__Фрагмент текста__.
************

Но чем больше усиливается ностальгия, тем более горячо она отрицается. Ностальгия — не слишком приятное словечко, в лучшем случае — легкое оскорбление. «Ностальгия также соотносится с памятью, как китч с искусством», — пишет Чарльз Майер[3]. Слово «ностальгия» часто используется пренебрежительно. «Ностальгия <…> по сути, история, очищенная от вины. "Наследие" — это нечто, что наполняет нас гордостью, а не стыдом», — пишет Майкл Каммен[4]. «Ностальгия», в этом смысле, — отречение от личной ответственности, безвинное возвращение на родину, этическое и эстетическое поражение.
Я тоже долгое время находилась под влиянием отрицательных предрассудков по поводу ностальгии. Помню, когда я только эмигрировала из Советского Союза в США в 1981 году, незнакомые люди часто спрашивали: «Вы скучаете по СССР?» Я совершенно не понимала, что им на это ответить. «Нет, но это не то, что вы думаете» — могла ответить я; или «Да, но это не то, что вы думаете». На советской границе мне сообщили, что я никогда не смогу вернуться. Так что ностальгия казалась пустой тратой времени и невероятной роскошью. Я только что научилась отвечать на вопрос — «Как поживаете?» — с деловитым «всё в порядке» вместо русских обобщенных разговоров о невыносимых оттенках серого в нашей жизни. В тот период существование в качестве «приезжего-иностранца» казалось единственной подходящей формой идентичности, которую я медленно начала принимать.

************

__Строки для упражнения__.
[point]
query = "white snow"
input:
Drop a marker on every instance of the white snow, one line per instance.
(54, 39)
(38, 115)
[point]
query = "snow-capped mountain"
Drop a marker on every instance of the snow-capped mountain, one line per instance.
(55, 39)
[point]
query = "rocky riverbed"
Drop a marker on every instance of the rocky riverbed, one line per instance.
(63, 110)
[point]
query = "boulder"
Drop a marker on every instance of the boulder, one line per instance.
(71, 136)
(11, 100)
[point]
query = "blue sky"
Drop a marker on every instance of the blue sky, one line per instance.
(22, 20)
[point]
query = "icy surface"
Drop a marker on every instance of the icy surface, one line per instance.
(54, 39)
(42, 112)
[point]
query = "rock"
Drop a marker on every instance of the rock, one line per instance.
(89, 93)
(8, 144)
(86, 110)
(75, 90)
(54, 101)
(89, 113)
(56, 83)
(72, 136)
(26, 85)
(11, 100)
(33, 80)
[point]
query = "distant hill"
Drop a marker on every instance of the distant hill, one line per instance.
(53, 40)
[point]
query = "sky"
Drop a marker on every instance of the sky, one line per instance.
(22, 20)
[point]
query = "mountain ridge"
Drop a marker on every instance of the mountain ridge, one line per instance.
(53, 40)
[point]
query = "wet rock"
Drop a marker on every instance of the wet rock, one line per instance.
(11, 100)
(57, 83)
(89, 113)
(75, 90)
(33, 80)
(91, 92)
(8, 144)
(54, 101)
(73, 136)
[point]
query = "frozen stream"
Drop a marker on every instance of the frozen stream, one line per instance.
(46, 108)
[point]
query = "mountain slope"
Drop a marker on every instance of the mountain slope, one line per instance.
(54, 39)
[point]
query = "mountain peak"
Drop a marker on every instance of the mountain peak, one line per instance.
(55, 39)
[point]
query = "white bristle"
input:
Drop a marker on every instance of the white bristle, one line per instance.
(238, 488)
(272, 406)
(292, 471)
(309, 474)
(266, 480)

************

__Что нужно сделать__.
A. Почему, согласно фрагменту текста, ностальгия казалась пустой тратой времени и невероятной роскошью? Ответьте одним-двумя предложениями.
B. Соберите из строк выше все, где встречается слово «slope», и приведите каждую целиком.

__Решения по порядку__.
A. Потому что на советской границе было сказано, что вернуться туда никогда не получится.

B.
query = "mountain slope"
Drop a marker on every instance of the mountain slope, one line per instance.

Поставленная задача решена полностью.